● **Required work**:
1. What three things does the radar power distribution excerpt say the end user must provide? List all of them.
2. Extract a passage from the radar power distribution excerpt word for word. Begin at the words "See Figure 66" and stop after "the Control Cabinet.".
3. In the radar power distribution excerpt, which button resets AC power, and where is it located?

● **Excerpted text**:
start

The end user is required to provide an external UPS and a service disconnect with an Emergency
Stop button to remove all power from the radar system and provide a Lock-out/Tag-out point for
maintenance.
See Figure 66 for a block diagram showing the Primary Power Distribution through the Radar
System. For a more detailed drawing of the Power Control & Distribution Assembly, see the
Schematics and Circuit Diagrams.
Site power wires directly into the Power Control & Distribution Assembly into the Control Cabinet.
Power and ground cables connect to Field Terminals. Input power routes to the MAINS Circuit
Breaker on the E-Stop Panel Assembly (see Figure 16). DC Power controls through the Pedestal
Power circuit breaker (CB2) on the E-Stop Panel Assembly.
AC power is removed from the Ranger-X5 by use of any of the Emergency Stop switches (TX Indicator
Control Panel or Pedestal Enclosure). AC power is reset through the E-Stop Reset button located on the
E-Stop Panel Assembly.
A 2kVA UPS is an integral part of the system. The UPS power divides into two segments – 1
and 2. Segment 1 feeds the “A-Input” on the Power Distribution Unit. Segment 2 feeds the “BInput” on the PDU. The 16-Port Ethernet Switch and the KVM Switch are not controlled by the
PDU.

end

● **Excerpted records**:

start

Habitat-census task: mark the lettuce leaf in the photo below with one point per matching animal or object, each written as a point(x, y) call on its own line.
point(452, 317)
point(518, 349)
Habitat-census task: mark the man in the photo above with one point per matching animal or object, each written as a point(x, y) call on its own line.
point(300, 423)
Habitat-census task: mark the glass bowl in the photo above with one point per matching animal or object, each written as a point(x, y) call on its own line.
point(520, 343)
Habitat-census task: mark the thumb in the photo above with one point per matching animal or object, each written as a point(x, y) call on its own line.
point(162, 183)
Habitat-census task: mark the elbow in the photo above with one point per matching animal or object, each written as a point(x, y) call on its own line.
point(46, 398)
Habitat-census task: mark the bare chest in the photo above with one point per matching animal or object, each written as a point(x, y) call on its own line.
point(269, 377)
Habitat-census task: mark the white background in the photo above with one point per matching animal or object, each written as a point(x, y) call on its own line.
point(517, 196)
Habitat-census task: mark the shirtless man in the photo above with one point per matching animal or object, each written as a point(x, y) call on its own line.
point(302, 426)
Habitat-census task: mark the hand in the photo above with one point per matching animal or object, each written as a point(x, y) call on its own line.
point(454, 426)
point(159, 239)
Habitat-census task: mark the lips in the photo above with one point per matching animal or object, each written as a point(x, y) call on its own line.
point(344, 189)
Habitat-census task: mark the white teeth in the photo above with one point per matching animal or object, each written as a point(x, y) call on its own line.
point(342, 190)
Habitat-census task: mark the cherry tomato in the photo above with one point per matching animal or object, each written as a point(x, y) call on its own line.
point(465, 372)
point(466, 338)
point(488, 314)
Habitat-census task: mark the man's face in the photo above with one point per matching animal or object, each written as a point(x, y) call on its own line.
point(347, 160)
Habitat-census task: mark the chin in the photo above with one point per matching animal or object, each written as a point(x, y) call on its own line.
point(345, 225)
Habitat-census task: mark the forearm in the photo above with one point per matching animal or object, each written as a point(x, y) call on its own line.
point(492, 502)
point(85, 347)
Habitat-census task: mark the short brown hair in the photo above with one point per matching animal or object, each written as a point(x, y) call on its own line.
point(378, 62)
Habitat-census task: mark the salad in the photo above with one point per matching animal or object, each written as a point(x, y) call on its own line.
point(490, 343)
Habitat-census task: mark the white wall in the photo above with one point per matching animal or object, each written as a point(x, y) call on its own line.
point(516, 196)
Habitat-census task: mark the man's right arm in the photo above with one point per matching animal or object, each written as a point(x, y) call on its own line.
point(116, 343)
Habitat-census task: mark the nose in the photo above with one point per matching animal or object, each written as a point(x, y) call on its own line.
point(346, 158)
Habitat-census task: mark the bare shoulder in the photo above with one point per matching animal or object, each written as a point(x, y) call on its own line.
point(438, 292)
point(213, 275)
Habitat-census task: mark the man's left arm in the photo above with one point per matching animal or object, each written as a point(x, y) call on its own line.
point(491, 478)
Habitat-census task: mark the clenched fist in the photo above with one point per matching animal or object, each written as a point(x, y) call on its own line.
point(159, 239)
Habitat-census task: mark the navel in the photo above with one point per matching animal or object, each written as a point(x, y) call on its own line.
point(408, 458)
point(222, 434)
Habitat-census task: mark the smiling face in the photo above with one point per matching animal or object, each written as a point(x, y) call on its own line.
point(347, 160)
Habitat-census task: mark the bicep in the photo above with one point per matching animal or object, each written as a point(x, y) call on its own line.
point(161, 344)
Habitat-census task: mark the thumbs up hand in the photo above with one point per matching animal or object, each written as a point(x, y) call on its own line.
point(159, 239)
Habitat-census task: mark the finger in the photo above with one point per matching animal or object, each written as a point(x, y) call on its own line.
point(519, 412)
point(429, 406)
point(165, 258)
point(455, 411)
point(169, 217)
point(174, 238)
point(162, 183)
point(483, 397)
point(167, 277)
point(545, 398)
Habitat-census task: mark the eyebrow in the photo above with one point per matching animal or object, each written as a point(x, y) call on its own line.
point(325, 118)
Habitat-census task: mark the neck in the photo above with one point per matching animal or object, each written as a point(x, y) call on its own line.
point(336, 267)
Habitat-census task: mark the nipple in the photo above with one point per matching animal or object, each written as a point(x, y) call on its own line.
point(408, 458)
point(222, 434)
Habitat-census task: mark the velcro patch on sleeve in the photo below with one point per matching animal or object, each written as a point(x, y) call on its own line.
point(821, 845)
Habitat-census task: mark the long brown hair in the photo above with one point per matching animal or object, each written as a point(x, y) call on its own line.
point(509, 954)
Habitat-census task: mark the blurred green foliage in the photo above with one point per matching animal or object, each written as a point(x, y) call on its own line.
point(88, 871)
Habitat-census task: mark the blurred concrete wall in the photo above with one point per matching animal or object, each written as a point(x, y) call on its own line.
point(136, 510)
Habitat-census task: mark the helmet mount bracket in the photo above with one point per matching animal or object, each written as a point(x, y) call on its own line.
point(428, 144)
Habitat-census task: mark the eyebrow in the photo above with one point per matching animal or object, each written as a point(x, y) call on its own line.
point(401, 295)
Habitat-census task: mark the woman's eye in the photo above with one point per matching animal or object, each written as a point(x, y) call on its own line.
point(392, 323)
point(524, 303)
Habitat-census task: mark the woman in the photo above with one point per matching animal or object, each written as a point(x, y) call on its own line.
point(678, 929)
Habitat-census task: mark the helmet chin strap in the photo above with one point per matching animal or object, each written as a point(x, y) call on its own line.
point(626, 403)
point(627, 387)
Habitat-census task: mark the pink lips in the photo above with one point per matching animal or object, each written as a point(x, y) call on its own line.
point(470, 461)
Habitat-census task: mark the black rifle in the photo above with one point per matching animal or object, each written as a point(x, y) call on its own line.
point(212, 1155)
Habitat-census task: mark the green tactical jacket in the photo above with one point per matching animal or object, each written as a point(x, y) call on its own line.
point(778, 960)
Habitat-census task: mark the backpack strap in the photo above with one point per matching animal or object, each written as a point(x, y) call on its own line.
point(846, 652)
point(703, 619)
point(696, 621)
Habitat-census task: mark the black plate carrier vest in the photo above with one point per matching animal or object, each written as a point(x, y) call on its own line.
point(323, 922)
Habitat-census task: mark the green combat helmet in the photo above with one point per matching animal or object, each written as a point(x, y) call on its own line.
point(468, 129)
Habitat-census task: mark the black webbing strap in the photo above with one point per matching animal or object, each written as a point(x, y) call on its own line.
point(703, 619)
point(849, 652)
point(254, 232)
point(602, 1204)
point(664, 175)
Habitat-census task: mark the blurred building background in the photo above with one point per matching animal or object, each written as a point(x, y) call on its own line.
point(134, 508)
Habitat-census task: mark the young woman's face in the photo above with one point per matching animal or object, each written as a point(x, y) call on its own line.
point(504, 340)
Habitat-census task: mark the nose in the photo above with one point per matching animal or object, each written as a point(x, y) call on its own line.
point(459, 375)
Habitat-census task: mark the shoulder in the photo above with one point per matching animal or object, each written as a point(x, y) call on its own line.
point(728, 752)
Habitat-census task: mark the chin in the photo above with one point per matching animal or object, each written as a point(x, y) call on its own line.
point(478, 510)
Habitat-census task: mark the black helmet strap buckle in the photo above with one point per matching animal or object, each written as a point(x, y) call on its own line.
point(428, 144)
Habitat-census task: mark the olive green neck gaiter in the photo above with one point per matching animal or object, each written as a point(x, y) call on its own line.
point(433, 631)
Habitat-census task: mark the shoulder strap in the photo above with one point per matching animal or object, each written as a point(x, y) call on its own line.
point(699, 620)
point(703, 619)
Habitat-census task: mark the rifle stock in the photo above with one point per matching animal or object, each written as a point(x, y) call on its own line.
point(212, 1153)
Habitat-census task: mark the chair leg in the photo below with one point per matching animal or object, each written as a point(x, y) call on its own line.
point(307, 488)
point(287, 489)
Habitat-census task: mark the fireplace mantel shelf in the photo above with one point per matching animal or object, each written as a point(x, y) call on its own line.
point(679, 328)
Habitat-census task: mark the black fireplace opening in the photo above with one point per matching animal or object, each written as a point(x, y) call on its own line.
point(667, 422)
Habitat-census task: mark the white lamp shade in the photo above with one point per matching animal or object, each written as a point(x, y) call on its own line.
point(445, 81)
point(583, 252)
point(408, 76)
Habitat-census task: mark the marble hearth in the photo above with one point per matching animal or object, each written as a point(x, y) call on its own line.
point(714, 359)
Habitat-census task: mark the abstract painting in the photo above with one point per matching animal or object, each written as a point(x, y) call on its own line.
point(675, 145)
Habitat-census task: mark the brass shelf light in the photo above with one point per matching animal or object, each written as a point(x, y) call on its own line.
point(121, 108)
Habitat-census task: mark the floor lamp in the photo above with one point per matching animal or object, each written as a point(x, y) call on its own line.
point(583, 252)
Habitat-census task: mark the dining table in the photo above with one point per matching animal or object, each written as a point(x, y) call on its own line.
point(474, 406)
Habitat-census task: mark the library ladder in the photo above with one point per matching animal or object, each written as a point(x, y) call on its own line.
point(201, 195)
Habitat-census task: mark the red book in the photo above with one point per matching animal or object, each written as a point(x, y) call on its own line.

end

● **Answers to the exercise**:
1.
- An external UPS
- A service disconnect with an Emergency Stop button to remove all power from the radar system
- A Lock-out/Tag-out point for maintenance

2.
See Figure 66 for a block diagram showing the Primary Power Distribution through the Radar
System. For a more detailed drawing of the Power Control & Distribution Assembly, see the
Schematics and Circuit Diagrams.
Site power wires directly into the Power Control & Distribution Assembly into the Control Cabinet.

3. The E-Stop Reset button, located on the E-Stop Panel Assembly.